> _STATED GOAL_: Gather every line in the data file below that contains the word "beer" and copy each one out. Case counts.
===== STORED RECORDS =====
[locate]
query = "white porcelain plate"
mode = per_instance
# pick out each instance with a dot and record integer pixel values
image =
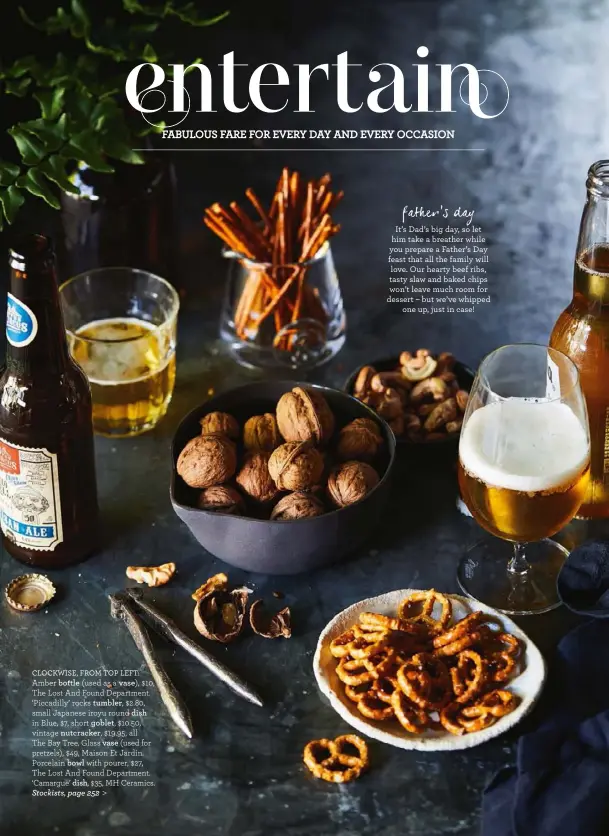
(527, 685)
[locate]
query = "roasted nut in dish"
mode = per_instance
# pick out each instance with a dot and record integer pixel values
(255, 480)
(296, 466)
(261, 433)
(152, 575)
(304, 415)
(360, 440)
(221, 498)
(270, 626)
(207, 460)
(220, 422)
(299, 505)
(350, 482)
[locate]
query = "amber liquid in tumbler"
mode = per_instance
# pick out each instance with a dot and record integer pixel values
(522, 516)
(582, 333)
(131, 367)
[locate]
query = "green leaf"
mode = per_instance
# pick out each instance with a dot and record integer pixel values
(54, 167)
(18, 87)
(36, 184)
(11, 199)
(149, 54)
(50, 101)
(22, 66)
(8, 173)
(85, 146)
(50, 134)
(30, 148)
(121, 151)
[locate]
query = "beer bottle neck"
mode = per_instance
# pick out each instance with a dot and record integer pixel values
(592, 260)
(36, 343)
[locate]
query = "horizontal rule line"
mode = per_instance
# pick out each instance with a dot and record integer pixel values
(288, 148)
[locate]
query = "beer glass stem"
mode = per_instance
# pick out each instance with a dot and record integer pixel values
(519, 565)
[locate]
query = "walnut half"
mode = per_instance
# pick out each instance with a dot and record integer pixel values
(152, 575)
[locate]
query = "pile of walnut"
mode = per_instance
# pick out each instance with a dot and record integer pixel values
(288, 469)
(425, 672)
(220, 612)
(420, 400)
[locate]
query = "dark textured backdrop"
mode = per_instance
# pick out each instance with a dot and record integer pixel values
(243, 777)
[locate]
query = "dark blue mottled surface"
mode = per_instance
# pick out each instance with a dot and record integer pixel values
(243, 775)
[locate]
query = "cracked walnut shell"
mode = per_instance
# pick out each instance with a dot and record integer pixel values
(360, 440)
(152, 575)
(304, 415)
(220, 422)
(350, 482)
(224, 499)
(296, 466)
(261, 433)
(255, 480)
(299, 505)
(207, 460)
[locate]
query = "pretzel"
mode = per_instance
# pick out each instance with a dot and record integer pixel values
(429, 599)
(460, 629)
(353, 672)
(425, 681)
(498, 703)
(469, 676)
(337, 766)
(374, 620)
(370, 705)
(413, 719)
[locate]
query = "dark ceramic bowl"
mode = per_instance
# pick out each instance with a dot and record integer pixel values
(281, 547)
(464, 375)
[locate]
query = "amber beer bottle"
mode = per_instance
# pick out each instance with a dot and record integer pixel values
(582, 332)
(48, 495)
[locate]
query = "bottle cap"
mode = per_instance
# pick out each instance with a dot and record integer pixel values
(29, 593)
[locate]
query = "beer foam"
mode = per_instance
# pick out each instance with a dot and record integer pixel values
(524, 445)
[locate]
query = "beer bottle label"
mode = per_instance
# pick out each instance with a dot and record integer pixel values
(21, 322)
(30, 507)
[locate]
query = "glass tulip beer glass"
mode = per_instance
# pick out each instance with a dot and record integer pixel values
(121, 326)
(524, 461)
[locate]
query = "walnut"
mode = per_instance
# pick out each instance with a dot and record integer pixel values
(350, 482)
(152, 575)
(261, 433)
(270, 626)
(296, 466)
(361, 386)
(462, 398)
(220, 422)
(219, 611)
(361, 440)
(432, 389)
(304, 415)
(254, 478)
(446, 362)
(390, 406)
(223, 499)
(207, 460)
(442, 414)
(419, 367)
(297, 506)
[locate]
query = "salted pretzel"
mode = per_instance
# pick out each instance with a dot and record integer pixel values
(412, 718)
(428, 598)
(468, 676)
(329, 759)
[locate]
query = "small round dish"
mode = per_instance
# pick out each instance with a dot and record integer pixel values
(527, 685)
(465, 377)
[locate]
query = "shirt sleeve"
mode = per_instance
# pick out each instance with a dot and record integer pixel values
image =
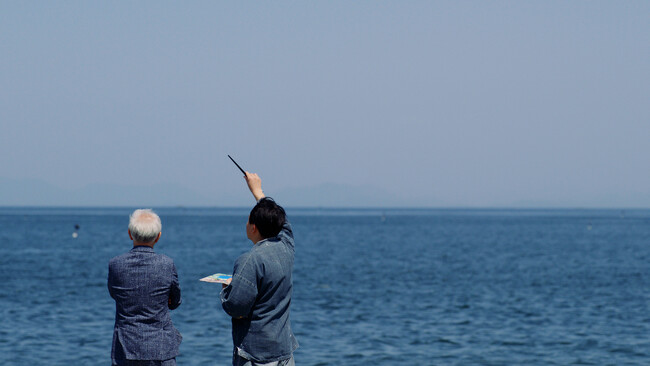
(175, 290)
(110, 281)
(238, 298)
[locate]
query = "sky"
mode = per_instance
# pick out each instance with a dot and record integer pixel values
(369, 103)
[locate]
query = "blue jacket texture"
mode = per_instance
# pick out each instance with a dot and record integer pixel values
(145, 287)
(258, 300)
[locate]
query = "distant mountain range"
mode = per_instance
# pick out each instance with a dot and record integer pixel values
(40, 193)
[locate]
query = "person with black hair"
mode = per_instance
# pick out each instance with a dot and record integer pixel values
(259, 295)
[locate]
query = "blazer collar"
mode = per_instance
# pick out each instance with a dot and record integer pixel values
(142, 248)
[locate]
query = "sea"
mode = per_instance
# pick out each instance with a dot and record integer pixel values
(371, 286)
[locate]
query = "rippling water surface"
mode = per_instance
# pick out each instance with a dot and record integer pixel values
(371, 287)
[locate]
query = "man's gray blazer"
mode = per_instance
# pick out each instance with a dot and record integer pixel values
(145, 286)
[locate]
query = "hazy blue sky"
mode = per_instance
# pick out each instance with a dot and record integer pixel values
(433, 103)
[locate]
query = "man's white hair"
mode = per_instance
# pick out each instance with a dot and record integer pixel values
(144, 225)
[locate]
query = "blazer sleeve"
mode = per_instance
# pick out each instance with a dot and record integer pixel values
=====
> _TASK ANSWER_:
query = "beer bottle neck"
query = "beer glass stem"
query = "amber beer bottle"
query = "beer foam"
query = "beer bottle label"
query = "glass tulip beer glass"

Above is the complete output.